Problem: Please rewrite the part that opens with the line containing "query (the noun phrase to segment): **fish dorsal" and closes with the line containing "POLYGON ((72 213, 72", changing "fish dorsal fin" to "fish back fin" and leaving everything else unchanged.

Data for processing:
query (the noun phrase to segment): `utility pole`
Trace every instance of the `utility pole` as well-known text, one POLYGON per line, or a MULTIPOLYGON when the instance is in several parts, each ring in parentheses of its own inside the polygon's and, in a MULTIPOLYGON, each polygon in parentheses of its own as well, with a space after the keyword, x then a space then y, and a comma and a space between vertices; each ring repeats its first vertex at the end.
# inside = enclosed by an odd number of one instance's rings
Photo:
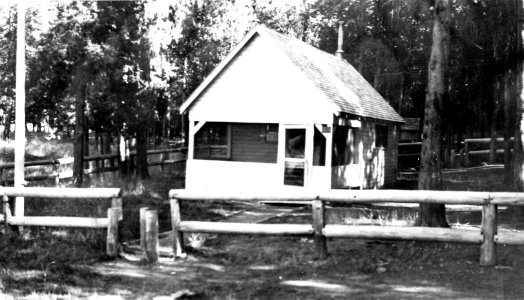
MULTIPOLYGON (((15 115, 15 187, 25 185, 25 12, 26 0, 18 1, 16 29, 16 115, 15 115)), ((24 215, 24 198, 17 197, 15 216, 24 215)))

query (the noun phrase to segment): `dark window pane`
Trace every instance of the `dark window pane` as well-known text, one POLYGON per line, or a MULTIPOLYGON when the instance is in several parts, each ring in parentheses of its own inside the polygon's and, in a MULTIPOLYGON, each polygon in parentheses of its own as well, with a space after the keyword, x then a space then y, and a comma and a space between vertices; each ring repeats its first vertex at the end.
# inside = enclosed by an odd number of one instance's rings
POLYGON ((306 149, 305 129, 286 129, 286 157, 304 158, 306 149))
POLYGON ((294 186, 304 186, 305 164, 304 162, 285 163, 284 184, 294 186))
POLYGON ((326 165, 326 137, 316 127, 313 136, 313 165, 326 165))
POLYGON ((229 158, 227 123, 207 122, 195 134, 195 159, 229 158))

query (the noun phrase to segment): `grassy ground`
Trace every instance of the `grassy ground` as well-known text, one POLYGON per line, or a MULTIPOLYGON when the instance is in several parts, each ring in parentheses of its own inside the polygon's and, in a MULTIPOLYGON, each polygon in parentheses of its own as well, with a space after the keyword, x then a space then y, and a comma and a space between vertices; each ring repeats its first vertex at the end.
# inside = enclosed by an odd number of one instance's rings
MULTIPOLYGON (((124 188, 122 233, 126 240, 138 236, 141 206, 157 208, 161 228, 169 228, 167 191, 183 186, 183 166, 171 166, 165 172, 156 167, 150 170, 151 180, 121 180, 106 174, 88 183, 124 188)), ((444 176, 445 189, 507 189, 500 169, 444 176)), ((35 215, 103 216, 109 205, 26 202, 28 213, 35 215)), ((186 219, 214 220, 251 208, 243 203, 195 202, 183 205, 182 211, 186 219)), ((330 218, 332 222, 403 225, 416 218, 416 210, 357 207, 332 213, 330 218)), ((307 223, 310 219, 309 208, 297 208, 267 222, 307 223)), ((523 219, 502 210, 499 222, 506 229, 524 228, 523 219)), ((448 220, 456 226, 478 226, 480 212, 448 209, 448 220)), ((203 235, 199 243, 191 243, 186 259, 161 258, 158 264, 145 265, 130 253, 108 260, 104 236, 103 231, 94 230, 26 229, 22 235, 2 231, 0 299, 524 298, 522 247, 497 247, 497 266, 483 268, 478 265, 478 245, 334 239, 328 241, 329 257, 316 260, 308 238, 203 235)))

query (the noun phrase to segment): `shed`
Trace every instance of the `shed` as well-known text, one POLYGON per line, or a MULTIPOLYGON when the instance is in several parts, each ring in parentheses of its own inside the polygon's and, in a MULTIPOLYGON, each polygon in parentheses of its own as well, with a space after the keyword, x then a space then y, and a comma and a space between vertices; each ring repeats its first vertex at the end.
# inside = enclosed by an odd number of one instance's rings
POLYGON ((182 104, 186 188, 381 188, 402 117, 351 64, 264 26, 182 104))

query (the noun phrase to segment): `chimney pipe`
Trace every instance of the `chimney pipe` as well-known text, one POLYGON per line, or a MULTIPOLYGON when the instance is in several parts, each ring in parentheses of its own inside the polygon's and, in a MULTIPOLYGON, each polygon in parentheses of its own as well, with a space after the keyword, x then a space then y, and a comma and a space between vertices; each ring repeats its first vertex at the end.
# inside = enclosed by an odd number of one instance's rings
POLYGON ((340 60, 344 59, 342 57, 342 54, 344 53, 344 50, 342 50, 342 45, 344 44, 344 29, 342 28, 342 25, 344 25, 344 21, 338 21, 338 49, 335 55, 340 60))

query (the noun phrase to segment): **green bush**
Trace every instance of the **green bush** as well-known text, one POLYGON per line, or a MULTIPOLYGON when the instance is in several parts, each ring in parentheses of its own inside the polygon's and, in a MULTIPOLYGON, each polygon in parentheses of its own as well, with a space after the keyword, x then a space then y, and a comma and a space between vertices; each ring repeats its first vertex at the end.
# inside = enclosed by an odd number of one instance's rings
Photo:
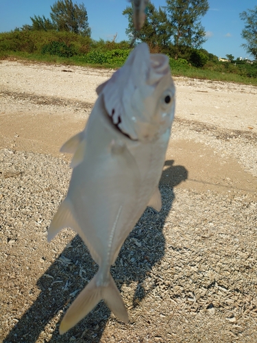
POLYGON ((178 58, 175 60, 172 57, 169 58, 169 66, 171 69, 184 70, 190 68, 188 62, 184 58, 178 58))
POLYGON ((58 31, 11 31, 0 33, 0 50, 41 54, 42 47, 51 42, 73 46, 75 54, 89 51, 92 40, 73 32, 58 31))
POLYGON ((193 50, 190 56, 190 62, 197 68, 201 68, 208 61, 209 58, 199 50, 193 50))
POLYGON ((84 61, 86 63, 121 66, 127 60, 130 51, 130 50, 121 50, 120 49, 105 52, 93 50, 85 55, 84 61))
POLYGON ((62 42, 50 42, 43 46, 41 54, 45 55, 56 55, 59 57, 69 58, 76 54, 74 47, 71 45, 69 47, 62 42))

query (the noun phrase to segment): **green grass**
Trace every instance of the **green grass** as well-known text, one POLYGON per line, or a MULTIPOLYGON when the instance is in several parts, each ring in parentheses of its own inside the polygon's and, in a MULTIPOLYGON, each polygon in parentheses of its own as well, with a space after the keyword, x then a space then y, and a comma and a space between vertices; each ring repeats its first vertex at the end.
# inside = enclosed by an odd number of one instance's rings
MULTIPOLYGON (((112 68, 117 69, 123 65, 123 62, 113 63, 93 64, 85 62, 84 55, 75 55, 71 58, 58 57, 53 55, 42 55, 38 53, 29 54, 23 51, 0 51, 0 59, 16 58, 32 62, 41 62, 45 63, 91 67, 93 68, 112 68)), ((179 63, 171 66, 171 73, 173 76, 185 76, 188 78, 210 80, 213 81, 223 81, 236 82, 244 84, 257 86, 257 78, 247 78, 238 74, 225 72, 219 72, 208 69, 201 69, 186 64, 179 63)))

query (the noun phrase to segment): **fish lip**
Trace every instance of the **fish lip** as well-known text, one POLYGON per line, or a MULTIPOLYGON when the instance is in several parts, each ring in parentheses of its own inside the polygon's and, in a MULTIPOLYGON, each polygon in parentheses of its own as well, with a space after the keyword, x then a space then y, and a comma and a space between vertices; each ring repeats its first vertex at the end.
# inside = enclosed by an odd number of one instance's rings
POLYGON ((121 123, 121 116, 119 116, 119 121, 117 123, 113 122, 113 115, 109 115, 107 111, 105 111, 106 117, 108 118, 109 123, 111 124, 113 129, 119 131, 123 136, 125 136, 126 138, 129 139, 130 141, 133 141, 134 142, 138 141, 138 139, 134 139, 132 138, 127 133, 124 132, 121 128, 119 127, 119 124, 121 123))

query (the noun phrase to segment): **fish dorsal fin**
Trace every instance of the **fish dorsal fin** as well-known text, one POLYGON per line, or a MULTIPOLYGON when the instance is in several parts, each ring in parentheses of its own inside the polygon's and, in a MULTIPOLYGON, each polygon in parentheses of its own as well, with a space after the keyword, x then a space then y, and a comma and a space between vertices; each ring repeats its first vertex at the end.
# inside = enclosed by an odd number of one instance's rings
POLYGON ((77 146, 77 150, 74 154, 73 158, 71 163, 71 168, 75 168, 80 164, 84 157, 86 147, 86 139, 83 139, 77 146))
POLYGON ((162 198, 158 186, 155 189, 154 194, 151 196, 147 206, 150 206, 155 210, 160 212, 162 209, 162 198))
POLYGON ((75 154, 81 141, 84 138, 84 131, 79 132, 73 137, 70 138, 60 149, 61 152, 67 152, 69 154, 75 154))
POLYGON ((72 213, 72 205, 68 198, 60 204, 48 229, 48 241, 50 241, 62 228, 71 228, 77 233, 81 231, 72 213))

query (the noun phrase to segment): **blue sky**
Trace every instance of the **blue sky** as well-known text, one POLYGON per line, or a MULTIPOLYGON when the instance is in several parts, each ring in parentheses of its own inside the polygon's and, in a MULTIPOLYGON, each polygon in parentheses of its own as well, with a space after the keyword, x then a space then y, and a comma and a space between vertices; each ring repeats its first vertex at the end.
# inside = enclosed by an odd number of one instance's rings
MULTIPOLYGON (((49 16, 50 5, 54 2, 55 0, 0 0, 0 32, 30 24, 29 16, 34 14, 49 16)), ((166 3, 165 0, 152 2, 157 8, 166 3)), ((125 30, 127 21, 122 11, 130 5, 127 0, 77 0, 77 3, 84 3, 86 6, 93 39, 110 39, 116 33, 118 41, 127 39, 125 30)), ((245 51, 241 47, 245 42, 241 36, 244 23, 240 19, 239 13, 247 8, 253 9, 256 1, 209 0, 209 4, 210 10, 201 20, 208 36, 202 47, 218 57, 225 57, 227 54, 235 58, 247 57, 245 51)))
* * *
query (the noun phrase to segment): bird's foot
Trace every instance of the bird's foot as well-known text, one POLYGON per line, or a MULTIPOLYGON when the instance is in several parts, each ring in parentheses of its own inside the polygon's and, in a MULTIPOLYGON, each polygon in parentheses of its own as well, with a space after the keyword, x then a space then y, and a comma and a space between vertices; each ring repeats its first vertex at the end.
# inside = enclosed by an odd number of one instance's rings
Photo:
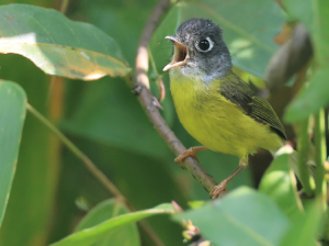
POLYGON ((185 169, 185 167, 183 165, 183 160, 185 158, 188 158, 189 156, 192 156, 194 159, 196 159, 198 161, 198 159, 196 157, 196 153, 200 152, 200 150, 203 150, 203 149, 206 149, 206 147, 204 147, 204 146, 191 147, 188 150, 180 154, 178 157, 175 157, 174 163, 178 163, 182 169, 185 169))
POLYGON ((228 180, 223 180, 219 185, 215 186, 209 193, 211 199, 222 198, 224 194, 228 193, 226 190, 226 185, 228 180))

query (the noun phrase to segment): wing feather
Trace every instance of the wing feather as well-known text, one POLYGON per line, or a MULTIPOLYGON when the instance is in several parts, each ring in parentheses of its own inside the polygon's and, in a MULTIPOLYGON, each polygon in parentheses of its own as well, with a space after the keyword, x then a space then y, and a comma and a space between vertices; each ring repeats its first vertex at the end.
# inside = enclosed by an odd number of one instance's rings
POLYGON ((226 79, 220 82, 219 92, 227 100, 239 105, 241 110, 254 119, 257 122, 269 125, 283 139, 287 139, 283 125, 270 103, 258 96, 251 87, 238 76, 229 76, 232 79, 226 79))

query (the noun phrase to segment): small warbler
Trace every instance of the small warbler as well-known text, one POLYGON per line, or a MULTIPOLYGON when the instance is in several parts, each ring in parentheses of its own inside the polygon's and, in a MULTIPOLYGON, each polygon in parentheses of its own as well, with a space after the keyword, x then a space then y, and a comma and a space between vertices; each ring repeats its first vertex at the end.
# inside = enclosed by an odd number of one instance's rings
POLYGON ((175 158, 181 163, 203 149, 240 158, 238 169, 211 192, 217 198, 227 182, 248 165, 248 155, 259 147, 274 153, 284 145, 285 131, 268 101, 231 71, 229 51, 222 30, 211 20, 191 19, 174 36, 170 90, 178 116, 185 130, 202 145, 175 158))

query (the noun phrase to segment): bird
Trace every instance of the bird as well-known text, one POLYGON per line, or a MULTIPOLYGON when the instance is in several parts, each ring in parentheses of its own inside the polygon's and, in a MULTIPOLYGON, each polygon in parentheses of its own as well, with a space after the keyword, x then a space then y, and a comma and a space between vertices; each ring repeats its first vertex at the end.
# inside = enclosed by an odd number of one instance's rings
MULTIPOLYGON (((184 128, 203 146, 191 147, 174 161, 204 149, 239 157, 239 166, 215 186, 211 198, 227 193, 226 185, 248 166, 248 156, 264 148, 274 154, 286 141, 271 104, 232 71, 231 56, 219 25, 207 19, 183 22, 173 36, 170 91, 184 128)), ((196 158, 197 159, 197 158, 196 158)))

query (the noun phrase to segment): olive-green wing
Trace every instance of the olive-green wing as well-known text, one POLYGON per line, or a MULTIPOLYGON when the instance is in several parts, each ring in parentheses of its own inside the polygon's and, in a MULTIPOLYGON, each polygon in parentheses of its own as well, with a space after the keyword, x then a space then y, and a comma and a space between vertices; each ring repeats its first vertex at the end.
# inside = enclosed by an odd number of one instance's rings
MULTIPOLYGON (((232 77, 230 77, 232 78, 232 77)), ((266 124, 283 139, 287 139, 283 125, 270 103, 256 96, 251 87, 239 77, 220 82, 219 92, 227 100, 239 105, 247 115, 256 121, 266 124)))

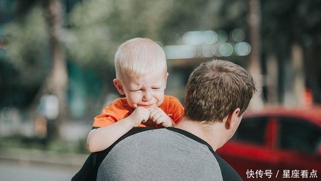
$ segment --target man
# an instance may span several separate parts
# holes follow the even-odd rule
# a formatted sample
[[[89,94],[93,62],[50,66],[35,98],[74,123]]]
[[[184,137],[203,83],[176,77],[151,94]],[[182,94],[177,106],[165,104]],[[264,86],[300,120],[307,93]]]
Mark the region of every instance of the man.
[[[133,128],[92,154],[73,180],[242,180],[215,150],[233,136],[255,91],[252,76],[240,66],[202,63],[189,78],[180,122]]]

Written solution:
query (the noun phrase to segment): **fish back fin**
Trace every instance of the **fish back fin** as well-known text, one POLYGON per line, or a MULTIPOLYGON when the instance is in several parts, each ring in parentheses of its own inside the polygon's and, in a MULTIPOLYGON, each polygon in parentheses of its own as well, with a space after the keyword, x then a space then y, and a comma and a space between vertices; each ring repeats its first vertex at the end.
# inside = enclosed by an odd number of one instance's rings
POLYGON ((77 146, 77 150, 74 154, 73 158, 71 163, 71 168, 75 168, 80 164, 84 157, 86 147, 86 139, 83 139, 77 146))
POLYGON ((162 198, 158 186, 155 189, 154 194, 151 196, 147 206, 150 206, 155 210, 160 212, 162 209, 162 198))
POLYGON ((75 154, 81 141, 84 138, 84 131, 79 132, 73 137, 70 138, 60 149, 61 152, 67 152, 69 154, 75 154))
POLYGON ((72 213, 72 205, 68 198, 60 204, 48 229, 48 241, 50 241, 62 228, 71 228, 77 233, 81 231, 72 213))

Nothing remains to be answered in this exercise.